The 2nd estimator’s numerator is just $h - \mathbf{1}_{x=1}$, so $a=c=0$ and $b=-1$.

It is not surprising that $b$ is negative: when we count $X=1$, it means we have observed 2 different alleles, which is impossible with inbreeding. So the estimate of $F$ should decrease compared to the baseline level $d$.

Moreover, the second estimate is the same whether $X=0$ and $X=2$. It does not use all the available information, so it is expected that it doesn’t perform amazingly?

What about the 1st estimator? Can this decomposition help us understand how it works intuitively? Does the first estimator use information about $X=0$ and $X=2$?

Let’s factorize the numerator of the first estimator into a linear combination of the indicator functions. This numerator is $(X-2p)² - h = X² × (\color{red}{1}) + X × (\color{blue}{-4p}) + (4p² - h)$. We decompose it into:

\[\begin{align} \mathrm{numerator} &= a \mathbf{1}_{x=0}(X) + b \mathbf{1}_{x=1}(X) + c \mathbf{1}_{x=2}(X) + d \\ &= a (X²/2 - 3X/2 + 1) + b (-X² + 2X) + c (X²/2 - X/2) + d \\ &= X² × (\color{red}{a/2 - b + c/2}) + X × (\color{blue}{-3a/2 + 2b - c/2}) + 1 × (a + d) \\ \end{align}\]

Identifying the 2, we have only 3 equations, but 4 unknowns $a, b, c, d$. However, to simplify the interpretation of the coefficients, we can set $a = -c$: we want the counts of $X=0$ and $X=2$ to act in an opposite direction with regards to some baseline level $d$.

Then, using the $X²$ factors, we identify and obtain $\color{red}{a/2 - b - a/2 = 1}$ so $b = -1$. This is the same as for the second estimator.

Furthermore, using the factors of $X$, we get $\color{blue}{-3a/2 + 2b + a/2 = -4p}$, that is $-a + 2b = -4p$ so $a = 2b + 4p = -2 + 4p = 2(2p - 1)$ And $c = -a = 2(1 - 2p)$.

> _TASKS AND EXERCISES_
1. In the estimator passage, why does the text say it is not surprising that $b$ is negative for the second estimator? Answer in one to three sentences.
2. Pick up the estimator passage after its last sentence and keep writing.

> _PROVIDED RECORDS_
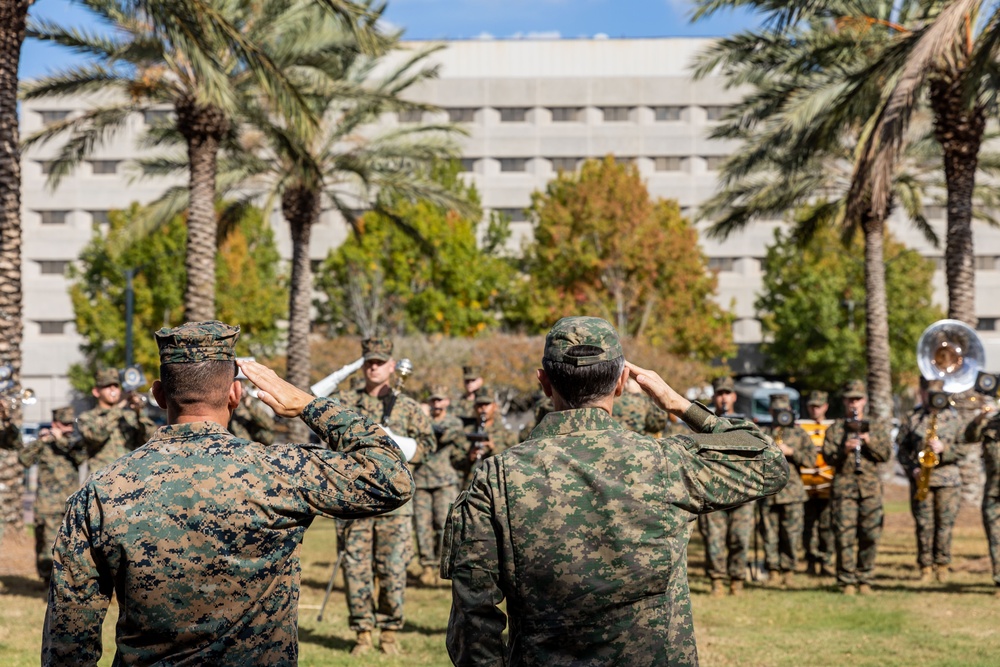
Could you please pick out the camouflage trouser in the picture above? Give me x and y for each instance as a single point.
(782, 525)
(991, 520)
(430, 511)
(727, 541)
(817, 534)
(379, 549)
(935, 518)
(46, 529)
(858, 525)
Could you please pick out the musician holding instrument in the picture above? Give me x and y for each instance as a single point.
(116, 425)
(854, 447)
(928, 454)
(380, 548)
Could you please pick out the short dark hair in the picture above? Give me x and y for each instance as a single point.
(580, 386)
(203, 383)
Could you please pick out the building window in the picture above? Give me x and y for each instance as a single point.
(615, 114)
(564, 163)
(513, 164)
(513, 214)
(102, 167)
(669, 163)
(667, 113)
(716, 112)
(53, 217)
(513, 114)
(53, 267)
(410, 116)
(462, 115)
(566, 114)
(52, 327)
(53, 116)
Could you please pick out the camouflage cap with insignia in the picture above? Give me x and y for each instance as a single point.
(63, 415)
(571, 332)
(725, 383)
(106, 377)
(194, 342)
(780, 402)
(379, 349)
(818, 398)
(855, 389)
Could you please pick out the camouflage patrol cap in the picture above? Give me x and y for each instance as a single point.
(438, 391)
(818, 398)
(570, 332)
(484, 396)
(854, 389)
(106, 377)
(194, 342)
(725, 383)
(379, 349)
(780, 402)
(63, 415)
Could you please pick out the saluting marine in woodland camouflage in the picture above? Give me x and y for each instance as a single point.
(782, 513)
(583, 529)
(857, 489)
(198, 532)
(111, 430)
(726, 532)
(58, 457)
(935, 515)
(437, 484)
(380, 548)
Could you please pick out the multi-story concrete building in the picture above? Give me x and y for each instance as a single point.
(531, 107)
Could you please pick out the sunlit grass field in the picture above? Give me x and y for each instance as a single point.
(905, 623)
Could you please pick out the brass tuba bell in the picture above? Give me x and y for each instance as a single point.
(951, 351)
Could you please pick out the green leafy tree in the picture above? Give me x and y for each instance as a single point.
(813, 301)
(251, 290)
(425, 275)
(603, 246)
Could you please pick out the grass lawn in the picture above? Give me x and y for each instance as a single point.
(905, 623)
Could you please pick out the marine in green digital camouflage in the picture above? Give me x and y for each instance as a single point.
(583, 529)
(857, 491)
(58, 457)
(783, 512)
(198, 532)
(934, 516)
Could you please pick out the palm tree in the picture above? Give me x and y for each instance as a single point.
(152, 61)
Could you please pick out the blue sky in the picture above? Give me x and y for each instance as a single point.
(467, 19)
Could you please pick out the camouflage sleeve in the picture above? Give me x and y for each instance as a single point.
(470, 558)
(81, 587)
(730, 462)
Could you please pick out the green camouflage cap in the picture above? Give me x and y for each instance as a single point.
(484, 396)
(106, 377)
(194, 342)
(780, 402)
(438, 391)
(818, 398)
(63, 415)
(725, 383)
(379, 349)
(855, 389)
(570, 332)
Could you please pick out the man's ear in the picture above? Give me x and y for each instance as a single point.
(158, 395)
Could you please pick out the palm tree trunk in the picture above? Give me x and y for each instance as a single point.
(877, 320)
(13, 14)
(301, 208)
(203, 127)
(959, 130)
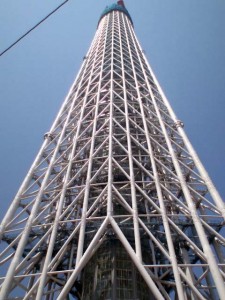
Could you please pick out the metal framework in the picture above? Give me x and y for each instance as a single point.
(117, 204)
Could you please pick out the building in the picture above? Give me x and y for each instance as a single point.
(117, 204)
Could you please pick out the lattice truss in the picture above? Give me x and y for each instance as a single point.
(116, 168)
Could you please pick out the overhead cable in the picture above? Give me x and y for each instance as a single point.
(35, 26)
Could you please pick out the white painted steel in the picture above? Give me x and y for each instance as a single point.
(116, 168)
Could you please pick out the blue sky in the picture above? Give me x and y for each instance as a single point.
(183, 41)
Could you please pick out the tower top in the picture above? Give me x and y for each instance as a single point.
(119, 6)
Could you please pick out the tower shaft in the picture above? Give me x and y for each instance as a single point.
(117, 204)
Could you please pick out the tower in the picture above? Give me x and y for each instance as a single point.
(117, 204)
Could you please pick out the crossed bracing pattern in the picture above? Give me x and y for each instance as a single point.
(114, 168)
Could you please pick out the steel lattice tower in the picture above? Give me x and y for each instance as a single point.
(117, 204)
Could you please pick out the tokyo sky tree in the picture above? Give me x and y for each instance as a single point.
(117, 204)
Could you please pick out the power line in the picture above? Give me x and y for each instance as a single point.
(35, 26)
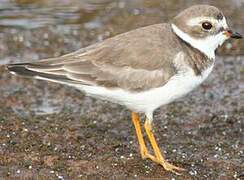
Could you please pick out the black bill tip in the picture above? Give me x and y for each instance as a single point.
(236, 35)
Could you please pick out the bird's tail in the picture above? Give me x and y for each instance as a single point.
(38, 71)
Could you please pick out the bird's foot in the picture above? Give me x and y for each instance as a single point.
(166, 165)
(170, 167)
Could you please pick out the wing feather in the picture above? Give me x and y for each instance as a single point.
(133, 61)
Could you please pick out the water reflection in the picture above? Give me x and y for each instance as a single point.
(31, 14)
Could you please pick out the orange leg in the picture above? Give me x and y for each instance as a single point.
(159, 157)
(143, 148)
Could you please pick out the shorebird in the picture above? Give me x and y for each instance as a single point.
(143, 69)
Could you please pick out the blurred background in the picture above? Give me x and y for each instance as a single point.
(51, 131)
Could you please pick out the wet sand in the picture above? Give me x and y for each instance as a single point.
(50, 131)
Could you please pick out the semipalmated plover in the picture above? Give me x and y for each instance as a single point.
(143, 69)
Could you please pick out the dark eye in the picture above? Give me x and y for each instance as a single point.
(207, 25)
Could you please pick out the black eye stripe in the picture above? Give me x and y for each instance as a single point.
(207, 25)
(220, 16)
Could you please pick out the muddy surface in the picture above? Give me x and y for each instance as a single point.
(50, 131)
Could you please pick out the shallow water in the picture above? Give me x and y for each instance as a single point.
(53, 131)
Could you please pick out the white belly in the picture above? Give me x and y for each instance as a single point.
(148, 101)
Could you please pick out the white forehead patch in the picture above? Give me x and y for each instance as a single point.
(207, 45)
(219, 23)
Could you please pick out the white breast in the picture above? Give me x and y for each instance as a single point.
(148, 101)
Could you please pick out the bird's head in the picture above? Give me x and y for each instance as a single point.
(204, 27)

> _TASK-BY-TASK RESULTS_
1. Counting $X=1$ means two different alleles were observed, which is impossible with inbreeding. So the estimate of $F$ should go down compared to the baseline level $d$.

2.
Why does it make sense that $c = 2(1 - 2p)$? When $p≈0$, $c≈2$. Thus, observing $X=2$ bumps the numerator of $\hat{F}$ by around $2$. Why? When $p$ is low, observing $X=2$ is very unlikely, but even more so if the alleles are sampled independently (without inbreeding). So this is very likely due to inbreeding, where the allele is sampled once and copied. Similarly, when $p$ is close to $1$, observing $X=0$ increases our estimation of inbreeding.

Covariance of the 2 first estimators

It is a complete mess to calculate the covariance between estimators using the polynomial notations… but when we use the decomposition in indicator function, everything is much simpler since many products of indicators cancel out.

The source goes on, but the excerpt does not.